• **Goal**
Extract every line of the records below that contains the word "knit". Treat uppercase and lowercase letters as distinct when matching.

• **Task inputs**
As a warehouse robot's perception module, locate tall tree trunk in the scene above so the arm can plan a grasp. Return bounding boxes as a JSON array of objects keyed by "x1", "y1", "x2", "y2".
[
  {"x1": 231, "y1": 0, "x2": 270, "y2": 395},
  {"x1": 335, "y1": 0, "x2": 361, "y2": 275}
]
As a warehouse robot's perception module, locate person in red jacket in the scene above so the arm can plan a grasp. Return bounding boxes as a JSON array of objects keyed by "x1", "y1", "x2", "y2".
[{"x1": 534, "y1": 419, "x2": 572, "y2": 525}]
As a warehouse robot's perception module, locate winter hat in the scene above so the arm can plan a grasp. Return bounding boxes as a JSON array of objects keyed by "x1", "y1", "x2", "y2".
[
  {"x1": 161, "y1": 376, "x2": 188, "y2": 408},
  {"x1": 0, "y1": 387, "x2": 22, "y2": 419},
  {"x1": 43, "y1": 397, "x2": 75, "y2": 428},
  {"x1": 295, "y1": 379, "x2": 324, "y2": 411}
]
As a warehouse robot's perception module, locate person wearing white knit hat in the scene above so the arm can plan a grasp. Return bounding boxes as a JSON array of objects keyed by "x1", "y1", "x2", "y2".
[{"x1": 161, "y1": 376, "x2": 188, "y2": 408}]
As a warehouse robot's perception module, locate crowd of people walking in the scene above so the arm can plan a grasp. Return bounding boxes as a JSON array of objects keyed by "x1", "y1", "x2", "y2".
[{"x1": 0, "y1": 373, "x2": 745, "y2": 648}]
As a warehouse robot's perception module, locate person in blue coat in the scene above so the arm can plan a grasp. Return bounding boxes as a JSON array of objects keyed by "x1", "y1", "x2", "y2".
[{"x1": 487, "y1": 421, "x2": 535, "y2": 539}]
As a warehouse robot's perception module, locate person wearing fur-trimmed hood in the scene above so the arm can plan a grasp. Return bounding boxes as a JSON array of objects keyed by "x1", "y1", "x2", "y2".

==

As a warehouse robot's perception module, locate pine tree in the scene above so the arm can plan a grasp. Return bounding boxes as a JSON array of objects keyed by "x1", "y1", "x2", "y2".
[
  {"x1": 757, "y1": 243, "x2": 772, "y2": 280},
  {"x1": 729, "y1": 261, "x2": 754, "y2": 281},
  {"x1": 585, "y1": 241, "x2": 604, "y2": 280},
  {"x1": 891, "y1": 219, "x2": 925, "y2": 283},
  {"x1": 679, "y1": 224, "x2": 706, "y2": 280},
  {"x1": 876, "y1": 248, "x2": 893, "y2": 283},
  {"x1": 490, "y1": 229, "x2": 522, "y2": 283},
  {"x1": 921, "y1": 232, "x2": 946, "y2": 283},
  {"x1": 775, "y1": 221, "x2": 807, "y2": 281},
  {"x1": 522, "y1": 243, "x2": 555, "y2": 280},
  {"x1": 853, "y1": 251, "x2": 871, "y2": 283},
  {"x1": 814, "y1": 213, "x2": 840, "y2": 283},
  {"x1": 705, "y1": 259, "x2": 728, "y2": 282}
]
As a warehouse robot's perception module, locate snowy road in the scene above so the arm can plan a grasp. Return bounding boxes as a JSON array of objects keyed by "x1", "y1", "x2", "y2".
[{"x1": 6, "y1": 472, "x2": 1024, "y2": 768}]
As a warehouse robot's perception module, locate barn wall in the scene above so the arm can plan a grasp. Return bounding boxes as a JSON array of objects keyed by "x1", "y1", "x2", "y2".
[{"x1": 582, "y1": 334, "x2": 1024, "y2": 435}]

• **Reply to the exercise**
As a warehouse robot's perception module, locate person wearing white knit hat in the scene above so the arm can plan a grasp. Return bounding boxes as a JSON array of objects keyed by "x1", "y1", "x2", "y2".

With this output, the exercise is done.